▶ Textauszug
= = = = =

Benoît Heggen steht in seinem Weingut und testet die Trauben. Ein bisschen Saft in den Refraktometer, mit dem er den Zucker- und potentiellen Alkoholgehalt der Traube feststellen kann. Ein Blick auf die Anzeige. Dann sagt er: "Gut zehn Prozent potenzieller Alkoholgehalt. Das ist extrem hoch. Grund dafür ist natürlich die große Hitze, die wir im Juli und Anfang August hatten. Das hat dazu geführt, dass sich jetzt schon viel Zucker in den Trauben angesammelt hat."
Zuckerreiche Trauben stellt auch Romain Bévillard im Weingut Vin de Liège fest. "Die Trauben haben jetzt schon viel Zucker", sagt auch er. "Sie werden also höchstwahrscheinlich früher als sonst reif sein, weshalb wir dann auch mit der Lese sicher zwei Wochen früher als sonst beginnen werden. Wahrscheinlich Anfang September."

= = = = =

▶ Aufgabenstellung
**A)** Fassen Sie den Text über die Traubenreife in zwei Sätzen zusammen.
**B)** Geben Sie aus den Datensätzen die Zeilen unverändert wieder, beginnend mit der Zeile, die „dark trousers? Mark that spot.“ enthält, bis einschließlich zum Ende der Datensätze.

= = = = =

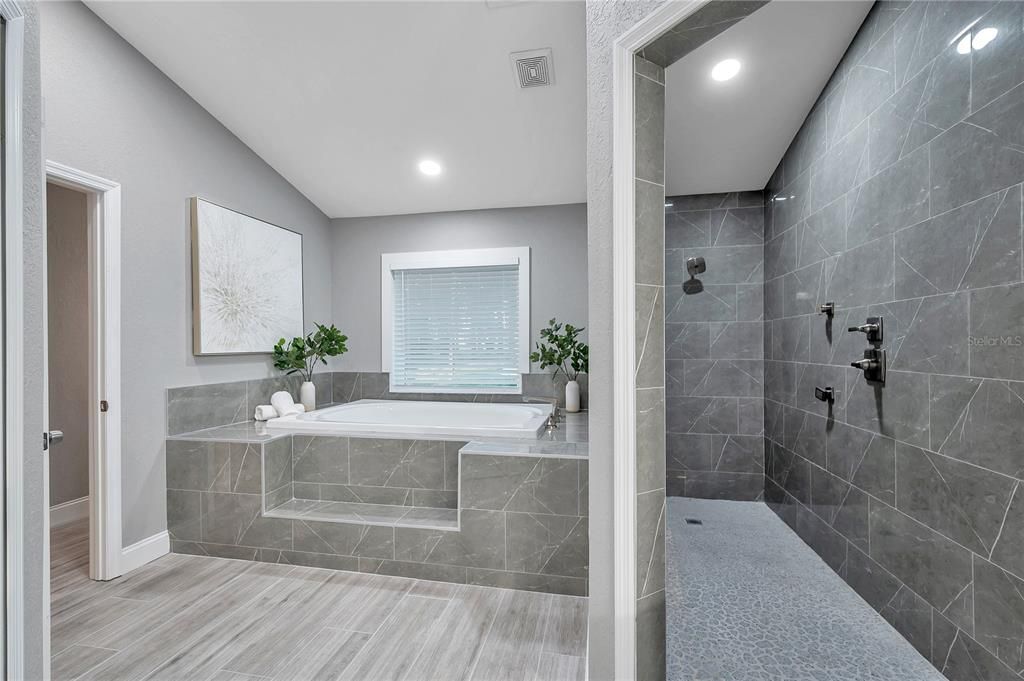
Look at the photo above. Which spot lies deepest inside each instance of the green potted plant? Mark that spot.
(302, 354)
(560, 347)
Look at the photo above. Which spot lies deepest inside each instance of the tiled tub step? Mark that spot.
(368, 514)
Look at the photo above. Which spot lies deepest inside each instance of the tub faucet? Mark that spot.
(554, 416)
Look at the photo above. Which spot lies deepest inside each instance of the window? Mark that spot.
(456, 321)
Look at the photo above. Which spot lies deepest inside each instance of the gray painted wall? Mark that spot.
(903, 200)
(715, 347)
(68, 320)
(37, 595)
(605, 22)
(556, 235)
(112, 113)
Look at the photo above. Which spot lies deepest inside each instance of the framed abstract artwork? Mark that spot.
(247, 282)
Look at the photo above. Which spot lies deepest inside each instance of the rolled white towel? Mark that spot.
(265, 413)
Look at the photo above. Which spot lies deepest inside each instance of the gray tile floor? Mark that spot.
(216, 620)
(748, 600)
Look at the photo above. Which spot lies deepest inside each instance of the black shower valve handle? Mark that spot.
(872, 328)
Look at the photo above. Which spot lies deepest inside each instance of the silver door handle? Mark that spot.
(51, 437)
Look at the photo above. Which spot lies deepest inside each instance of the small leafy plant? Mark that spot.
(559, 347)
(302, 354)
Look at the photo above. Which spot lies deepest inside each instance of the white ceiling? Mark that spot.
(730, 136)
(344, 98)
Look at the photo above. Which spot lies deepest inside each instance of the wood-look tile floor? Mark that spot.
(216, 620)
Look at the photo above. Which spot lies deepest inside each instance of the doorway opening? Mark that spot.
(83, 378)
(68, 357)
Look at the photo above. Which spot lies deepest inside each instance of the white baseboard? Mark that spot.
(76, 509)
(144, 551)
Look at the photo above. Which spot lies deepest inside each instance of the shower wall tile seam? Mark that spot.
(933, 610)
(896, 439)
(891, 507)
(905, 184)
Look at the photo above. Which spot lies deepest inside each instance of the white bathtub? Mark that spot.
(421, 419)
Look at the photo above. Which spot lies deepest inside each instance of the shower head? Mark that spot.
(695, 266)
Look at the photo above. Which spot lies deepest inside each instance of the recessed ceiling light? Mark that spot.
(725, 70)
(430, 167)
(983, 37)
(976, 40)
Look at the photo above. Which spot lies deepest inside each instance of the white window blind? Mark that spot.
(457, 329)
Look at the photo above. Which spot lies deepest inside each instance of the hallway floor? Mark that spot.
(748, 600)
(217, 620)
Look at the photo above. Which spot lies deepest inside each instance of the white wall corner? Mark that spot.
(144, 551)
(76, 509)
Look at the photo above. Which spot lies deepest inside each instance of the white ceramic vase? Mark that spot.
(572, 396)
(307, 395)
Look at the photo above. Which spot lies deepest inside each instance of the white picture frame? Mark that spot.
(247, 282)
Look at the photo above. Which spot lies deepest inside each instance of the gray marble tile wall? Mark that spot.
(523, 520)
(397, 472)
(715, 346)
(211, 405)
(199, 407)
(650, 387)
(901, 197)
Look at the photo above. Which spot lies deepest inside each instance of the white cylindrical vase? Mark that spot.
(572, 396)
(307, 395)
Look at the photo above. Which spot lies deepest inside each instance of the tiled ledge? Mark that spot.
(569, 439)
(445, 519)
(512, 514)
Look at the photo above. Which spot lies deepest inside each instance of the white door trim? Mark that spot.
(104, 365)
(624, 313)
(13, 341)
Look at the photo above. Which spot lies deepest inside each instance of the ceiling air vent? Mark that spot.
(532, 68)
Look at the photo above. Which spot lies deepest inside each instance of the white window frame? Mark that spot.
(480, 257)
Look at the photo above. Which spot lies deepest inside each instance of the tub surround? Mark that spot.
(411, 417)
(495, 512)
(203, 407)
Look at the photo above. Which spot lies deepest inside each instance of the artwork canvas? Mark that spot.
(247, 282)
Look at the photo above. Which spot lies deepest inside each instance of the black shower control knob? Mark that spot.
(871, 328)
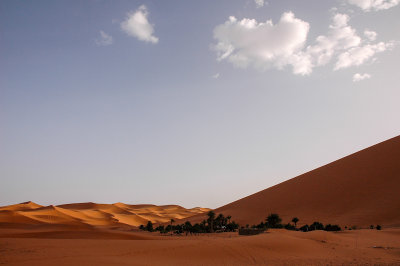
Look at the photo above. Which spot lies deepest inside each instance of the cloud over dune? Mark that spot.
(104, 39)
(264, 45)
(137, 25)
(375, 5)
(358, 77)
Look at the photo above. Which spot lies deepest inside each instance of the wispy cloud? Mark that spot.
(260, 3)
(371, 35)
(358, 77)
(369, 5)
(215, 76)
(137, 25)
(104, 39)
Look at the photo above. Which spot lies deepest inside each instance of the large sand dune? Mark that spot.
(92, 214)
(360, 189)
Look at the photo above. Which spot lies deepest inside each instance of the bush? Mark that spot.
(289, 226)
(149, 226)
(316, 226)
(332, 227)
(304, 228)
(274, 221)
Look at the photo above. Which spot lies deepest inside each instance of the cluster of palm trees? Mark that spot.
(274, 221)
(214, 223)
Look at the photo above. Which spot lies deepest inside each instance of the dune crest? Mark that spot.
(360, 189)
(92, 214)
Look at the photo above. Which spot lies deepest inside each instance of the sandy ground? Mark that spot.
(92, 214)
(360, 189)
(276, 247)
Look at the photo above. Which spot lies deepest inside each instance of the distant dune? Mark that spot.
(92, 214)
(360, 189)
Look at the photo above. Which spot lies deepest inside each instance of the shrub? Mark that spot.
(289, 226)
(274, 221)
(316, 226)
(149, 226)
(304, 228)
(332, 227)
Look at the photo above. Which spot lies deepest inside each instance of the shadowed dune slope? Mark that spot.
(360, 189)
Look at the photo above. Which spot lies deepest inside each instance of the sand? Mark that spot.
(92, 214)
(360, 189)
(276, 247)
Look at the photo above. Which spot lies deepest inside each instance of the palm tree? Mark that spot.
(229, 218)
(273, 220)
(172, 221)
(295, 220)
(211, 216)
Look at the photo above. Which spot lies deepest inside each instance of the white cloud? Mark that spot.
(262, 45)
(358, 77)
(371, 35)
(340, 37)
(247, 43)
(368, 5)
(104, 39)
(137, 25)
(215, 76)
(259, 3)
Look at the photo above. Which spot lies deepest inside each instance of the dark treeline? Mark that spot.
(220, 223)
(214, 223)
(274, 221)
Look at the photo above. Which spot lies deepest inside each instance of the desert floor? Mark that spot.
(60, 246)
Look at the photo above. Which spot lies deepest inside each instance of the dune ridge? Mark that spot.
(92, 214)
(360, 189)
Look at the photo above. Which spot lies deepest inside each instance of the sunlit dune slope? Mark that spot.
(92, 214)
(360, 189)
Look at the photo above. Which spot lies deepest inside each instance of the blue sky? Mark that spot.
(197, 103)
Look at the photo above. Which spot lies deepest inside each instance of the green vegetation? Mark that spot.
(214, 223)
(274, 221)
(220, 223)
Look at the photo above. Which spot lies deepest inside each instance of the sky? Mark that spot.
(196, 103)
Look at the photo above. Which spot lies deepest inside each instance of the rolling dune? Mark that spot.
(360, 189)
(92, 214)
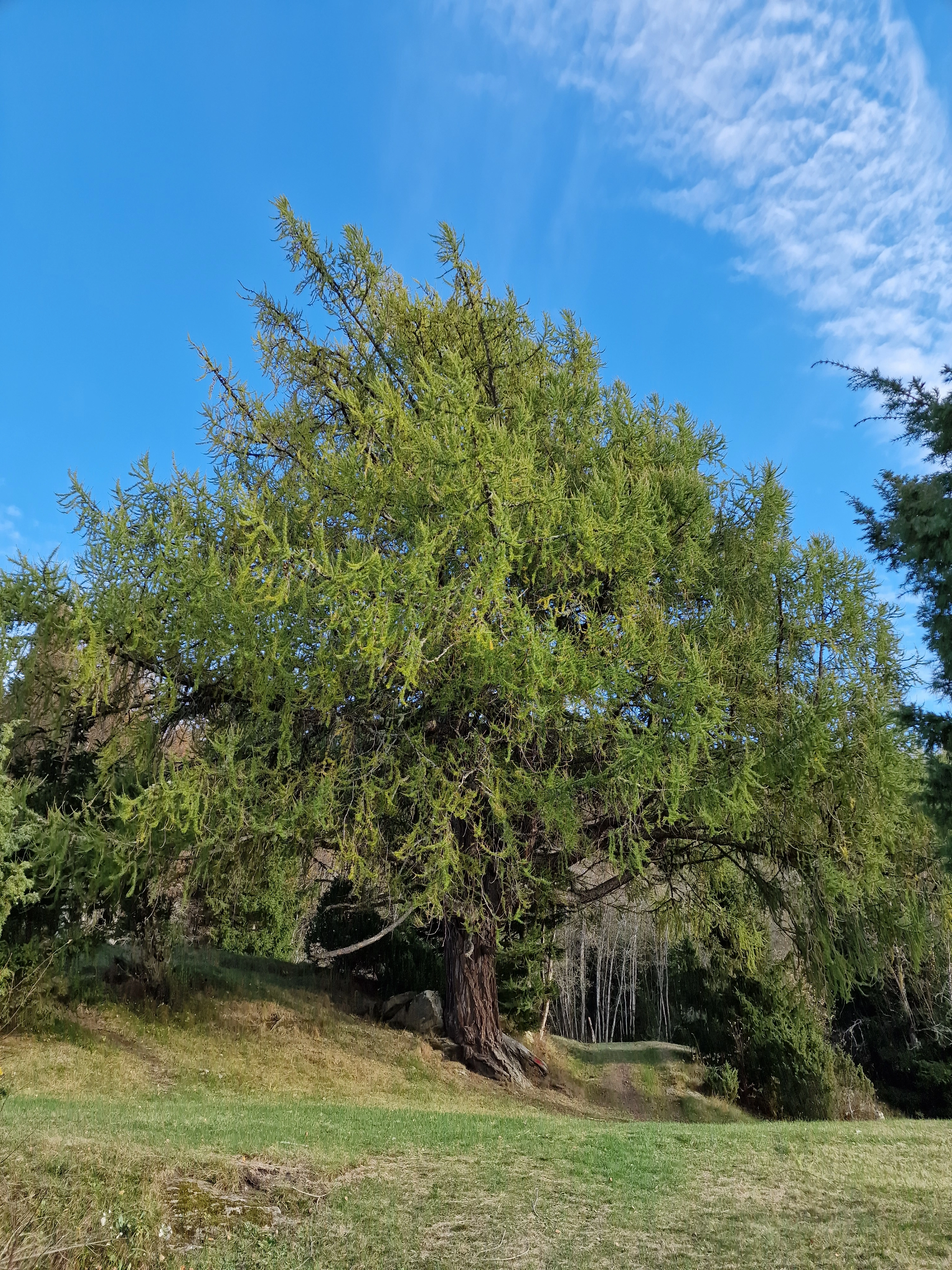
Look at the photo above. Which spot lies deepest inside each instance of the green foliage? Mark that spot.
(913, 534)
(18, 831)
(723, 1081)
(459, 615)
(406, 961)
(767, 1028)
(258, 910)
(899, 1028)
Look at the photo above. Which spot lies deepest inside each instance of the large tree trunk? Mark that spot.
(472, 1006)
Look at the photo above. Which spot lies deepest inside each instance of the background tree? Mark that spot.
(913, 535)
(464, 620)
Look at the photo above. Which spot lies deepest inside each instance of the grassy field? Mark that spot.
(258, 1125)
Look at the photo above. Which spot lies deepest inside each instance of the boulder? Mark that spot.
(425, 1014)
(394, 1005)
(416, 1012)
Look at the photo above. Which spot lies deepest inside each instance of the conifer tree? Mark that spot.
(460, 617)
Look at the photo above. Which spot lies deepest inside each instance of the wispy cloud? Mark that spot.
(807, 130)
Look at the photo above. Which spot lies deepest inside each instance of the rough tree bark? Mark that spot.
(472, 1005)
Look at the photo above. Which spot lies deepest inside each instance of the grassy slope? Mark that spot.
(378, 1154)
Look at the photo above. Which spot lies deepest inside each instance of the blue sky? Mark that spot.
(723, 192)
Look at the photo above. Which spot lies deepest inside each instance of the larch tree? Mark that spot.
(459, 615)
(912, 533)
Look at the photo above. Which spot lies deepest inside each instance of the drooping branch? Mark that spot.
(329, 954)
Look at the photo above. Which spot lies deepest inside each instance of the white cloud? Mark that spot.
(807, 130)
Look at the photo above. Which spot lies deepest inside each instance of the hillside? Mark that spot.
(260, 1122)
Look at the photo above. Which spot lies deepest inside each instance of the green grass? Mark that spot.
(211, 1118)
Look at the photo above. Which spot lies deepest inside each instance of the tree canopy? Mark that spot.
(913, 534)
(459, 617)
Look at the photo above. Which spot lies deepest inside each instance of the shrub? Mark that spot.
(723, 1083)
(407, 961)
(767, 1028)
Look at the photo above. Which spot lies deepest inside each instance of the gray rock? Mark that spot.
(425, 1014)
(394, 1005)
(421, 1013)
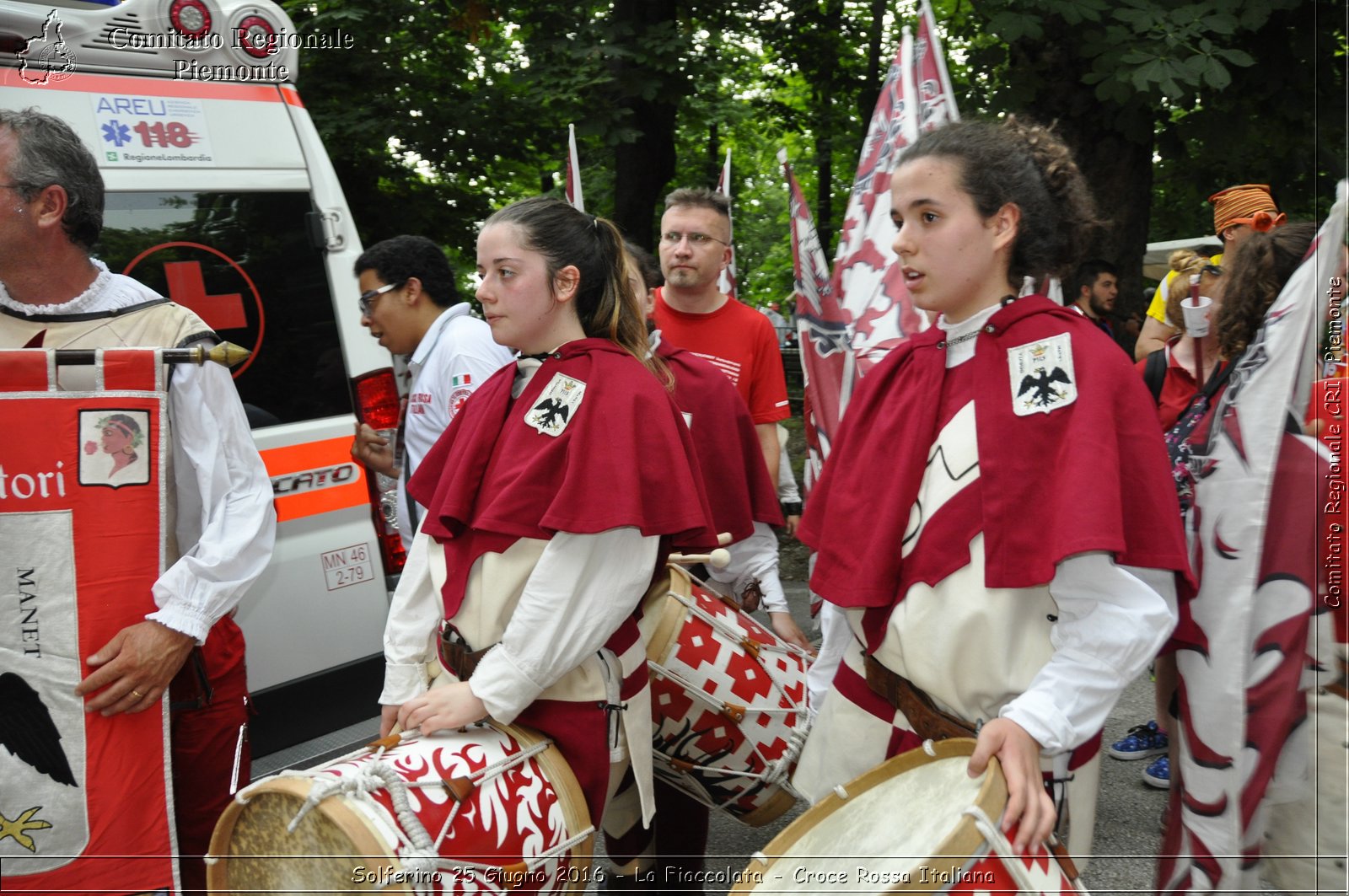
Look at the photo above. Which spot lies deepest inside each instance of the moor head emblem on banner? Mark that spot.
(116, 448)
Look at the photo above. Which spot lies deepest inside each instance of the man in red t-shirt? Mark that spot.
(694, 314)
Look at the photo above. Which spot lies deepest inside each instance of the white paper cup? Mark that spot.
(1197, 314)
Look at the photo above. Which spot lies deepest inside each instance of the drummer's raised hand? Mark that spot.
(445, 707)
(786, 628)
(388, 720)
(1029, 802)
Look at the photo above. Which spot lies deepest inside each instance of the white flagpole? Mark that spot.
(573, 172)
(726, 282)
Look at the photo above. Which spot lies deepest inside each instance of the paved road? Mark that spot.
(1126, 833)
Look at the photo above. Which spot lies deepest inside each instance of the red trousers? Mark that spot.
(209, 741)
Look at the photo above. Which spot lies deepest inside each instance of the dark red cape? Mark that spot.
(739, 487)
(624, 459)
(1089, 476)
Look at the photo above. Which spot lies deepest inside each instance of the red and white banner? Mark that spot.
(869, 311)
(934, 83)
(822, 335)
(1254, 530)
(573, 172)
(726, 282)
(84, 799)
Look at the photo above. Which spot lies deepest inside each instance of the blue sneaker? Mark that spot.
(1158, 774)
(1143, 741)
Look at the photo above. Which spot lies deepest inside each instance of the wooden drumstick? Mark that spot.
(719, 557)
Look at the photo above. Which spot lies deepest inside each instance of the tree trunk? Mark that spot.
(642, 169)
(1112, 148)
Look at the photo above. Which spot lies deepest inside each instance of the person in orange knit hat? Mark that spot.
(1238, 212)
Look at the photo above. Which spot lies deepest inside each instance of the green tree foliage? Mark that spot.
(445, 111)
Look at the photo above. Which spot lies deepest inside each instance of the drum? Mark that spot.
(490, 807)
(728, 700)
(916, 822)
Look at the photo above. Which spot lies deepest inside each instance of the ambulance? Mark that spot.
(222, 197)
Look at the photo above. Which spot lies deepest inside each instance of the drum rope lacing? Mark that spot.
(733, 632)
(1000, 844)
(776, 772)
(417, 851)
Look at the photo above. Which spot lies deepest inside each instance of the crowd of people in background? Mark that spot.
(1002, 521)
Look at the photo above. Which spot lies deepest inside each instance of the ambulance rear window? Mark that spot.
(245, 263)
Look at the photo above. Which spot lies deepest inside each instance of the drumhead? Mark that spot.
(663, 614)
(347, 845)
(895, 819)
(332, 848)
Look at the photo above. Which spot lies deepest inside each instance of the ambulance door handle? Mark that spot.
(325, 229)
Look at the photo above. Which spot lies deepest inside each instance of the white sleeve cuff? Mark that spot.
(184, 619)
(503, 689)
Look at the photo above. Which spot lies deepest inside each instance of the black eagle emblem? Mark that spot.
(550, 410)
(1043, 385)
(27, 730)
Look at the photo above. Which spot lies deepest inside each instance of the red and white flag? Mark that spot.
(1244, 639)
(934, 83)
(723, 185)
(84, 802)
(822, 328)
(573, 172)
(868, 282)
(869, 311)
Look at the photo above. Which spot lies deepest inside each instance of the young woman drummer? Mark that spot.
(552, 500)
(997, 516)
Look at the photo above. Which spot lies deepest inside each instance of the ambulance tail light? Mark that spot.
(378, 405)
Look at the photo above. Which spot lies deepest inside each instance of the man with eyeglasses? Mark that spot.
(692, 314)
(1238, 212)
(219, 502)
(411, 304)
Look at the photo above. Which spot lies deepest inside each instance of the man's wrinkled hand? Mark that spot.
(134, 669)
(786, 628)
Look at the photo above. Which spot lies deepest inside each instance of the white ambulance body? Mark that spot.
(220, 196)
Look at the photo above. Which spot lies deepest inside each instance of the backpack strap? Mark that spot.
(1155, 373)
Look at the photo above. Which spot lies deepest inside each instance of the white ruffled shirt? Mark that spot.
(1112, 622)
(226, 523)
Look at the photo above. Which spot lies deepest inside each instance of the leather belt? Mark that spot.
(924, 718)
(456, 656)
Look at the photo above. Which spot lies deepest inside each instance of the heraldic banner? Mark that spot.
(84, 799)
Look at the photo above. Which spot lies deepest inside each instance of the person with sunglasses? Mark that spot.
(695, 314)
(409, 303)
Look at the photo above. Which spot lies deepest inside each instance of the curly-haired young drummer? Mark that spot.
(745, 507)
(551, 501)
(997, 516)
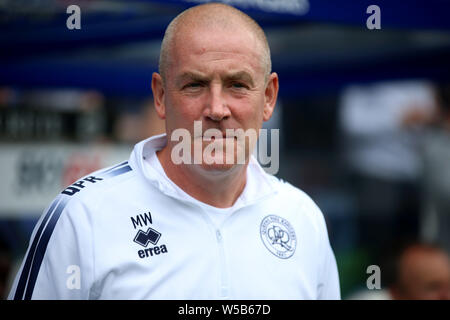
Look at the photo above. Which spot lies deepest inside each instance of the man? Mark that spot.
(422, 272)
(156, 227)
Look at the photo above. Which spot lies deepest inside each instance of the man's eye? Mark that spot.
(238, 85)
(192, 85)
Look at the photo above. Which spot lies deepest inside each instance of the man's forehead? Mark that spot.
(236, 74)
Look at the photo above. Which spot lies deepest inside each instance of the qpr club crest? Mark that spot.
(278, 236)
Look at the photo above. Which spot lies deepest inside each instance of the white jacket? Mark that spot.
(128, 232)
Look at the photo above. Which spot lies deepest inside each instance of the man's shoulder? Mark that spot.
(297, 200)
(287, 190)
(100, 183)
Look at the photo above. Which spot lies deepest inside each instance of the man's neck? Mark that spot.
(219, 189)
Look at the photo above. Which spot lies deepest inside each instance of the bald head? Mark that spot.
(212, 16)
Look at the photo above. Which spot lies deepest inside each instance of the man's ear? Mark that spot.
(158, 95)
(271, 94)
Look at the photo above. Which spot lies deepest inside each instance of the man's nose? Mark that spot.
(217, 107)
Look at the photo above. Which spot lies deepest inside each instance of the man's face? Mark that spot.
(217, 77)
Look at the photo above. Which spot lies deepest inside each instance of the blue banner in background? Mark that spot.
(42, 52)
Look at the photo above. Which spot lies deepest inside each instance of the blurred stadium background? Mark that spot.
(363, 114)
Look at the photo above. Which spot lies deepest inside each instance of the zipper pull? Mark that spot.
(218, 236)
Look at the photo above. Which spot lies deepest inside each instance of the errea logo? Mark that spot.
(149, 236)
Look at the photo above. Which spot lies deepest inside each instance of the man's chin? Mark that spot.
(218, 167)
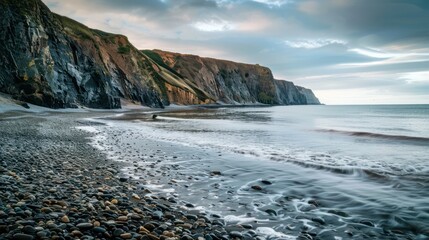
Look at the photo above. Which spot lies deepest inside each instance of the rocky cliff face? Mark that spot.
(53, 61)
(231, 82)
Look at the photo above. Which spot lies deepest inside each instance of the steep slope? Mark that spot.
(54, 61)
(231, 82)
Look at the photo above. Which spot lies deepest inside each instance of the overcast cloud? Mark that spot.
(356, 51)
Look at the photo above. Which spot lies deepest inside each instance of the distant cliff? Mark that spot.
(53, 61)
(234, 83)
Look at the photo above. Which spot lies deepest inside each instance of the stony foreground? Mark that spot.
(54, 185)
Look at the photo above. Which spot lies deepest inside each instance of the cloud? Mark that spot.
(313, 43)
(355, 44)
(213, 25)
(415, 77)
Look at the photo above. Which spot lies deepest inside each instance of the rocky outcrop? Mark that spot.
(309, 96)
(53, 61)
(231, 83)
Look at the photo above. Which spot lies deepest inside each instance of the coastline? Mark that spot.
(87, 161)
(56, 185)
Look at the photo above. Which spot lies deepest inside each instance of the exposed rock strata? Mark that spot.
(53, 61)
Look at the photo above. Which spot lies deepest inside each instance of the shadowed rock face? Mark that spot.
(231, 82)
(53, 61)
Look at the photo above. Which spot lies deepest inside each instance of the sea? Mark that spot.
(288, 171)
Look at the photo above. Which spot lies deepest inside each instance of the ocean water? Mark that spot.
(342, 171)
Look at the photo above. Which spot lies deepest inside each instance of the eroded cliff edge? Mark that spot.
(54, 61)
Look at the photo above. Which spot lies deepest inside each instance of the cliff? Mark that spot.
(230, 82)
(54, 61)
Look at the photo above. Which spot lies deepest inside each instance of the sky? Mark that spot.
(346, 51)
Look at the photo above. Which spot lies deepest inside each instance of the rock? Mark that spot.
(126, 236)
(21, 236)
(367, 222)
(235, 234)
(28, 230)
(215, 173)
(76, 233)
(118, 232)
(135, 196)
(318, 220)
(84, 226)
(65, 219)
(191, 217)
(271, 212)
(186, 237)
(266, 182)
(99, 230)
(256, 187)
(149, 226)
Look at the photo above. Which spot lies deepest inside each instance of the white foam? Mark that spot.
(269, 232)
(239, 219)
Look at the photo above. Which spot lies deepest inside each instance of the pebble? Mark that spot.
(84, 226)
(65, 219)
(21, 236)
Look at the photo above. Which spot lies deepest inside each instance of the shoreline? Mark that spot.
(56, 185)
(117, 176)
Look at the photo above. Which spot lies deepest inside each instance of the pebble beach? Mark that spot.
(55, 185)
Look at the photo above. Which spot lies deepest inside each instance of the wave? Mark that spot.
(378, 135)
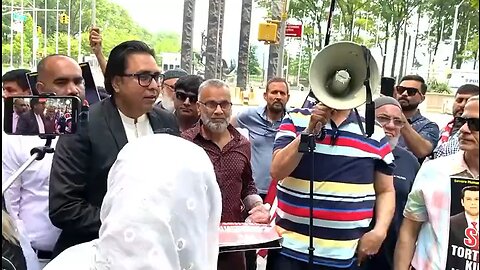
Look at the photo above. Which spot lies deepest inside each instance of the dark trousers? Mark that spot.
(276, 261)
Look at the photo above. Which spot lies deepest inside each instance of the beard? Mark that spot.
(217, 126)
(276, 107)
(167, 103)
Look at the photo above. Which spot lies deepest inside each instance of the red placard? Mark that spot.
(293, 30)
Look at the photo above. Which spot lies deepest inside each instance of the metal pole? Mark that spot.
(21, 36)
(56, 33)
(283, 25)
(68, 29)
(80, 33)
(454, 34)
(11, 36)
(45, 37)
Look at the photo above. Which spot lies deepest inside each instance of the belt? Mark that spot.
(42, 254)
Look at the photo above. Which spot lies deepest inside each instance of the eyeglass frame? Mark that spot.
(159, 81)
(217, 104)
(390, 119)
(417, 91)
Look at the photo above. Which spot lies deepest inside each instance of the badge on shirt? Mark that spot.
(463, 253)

= = = = =

▶ Lösungen
**A)** Benoît Heggen misst in seinem Weingut einen potenziellen Alkoholgehalt von gut zehn Prozent, den er als extrem hoch bezeichnet und auf die große Hitze im Juli und Anfang August zurückführt. Auch Romain Bévillard stellt im Weingut Vin de Liège zuckerreiche Trauben fest und rechnet damit, dass die Lese etwa zwei Wochen früher als sonst beginnt, wahrscheinlich Anfang September.

**B)**
Look at the photo above. Which spot lies deepest inside each instance of the dark trousers? Mark that spot.
(276, 261)
Look at the photo above. Which spot lies deepest inside each instance of the beard? Mark that spot.
(217, 126)
(276, 107)
(167, 103)
Look at the photo above. Which spot lies deepest inside each instance of the red placard? Mark that spot.
(293, 30)
Look at the photo above. Which spot lies deepest inside each instance of the metal pole? Mark that spot.
(21, 36)
(56, 33)
(283, 25)
(68, 29)
(80, 33)
(454, 34)
(11, 36)
(45, 37)
Look at the photo above. Which spot lies deepest inside each instance of the belt? Mark that spot.
(42, 254)
Look at the photo above. Which spot lies deepest inside each instance of the eyeglass frame? Mark that spot.
(159, 81)
(217, 104)
(390, 119)
(417, 91)
Look at the photo above. Which spot lies deepest inside each instance of the badge on shirt? Mark that spot.
(463, 253)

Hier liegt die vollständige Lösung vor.